━━ SUPPLIED RECORDS ━━
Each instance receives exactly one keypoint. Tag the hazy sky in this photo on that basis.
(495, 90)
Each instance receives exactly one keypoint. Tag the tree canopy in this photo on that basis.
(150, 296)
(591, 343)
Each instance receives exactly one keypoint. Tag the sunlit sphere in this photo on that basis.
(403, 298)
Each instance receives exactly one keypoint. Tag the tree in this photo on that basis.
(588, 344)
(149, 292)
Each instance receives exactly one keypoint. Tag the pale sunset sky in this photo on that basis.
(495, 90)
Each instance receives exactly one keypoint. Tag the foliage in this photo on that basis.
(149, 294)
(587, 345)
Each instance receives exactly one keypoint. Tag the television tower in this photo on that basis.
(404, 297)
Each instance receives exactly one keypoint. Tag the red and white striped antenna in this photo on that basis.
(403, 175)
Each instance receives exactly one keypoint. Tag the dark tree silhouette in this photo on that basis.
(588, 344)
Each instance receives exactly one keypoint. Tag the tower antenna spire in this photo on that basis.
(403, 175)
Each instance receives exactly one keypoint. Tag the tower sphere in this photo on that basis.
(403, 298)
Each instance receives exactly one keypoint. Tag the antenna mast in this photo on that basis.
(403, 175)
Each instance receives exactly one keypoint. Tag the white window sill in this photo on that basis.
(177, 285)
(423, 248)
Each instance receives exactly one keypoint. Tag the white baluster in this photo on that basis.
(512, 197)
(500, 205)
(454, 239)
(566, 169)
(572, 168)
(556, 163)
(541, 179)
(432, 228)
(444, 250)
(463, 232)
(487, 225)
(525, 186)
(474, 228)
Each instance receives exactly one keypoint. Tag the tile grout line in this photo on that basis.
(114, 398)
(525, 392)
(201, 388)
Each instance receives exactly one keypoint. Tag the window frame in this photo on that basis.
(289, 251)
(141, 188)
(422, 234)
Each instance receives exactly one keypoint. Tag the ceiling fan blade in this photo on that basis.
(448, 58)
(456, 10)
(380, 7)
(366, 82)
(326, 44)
━━━
SET TASK: Locate "Each instance receives exactly one keypoint. Tag the tile" in the material, then quote the line that contains it and all lines after it through the final one.

WRITTEN RESPONSE:
Each instance receives exactly one keypoint. Tag the tile grout line in this photo on that basis.
(114, 398)
(525, 392)
(201, 388)
Each instance receives exactly one keypoint. Tag the window frame in this photo on that basis.
(289, 251)
(141, 188)
(422, 234)
Each instance receives exactly one keypoint. Tag the ceiling fan blade in this photo on that basis.
(448, 58)
(456, 10)
(380, 7)
(366, 82)
(326, 44)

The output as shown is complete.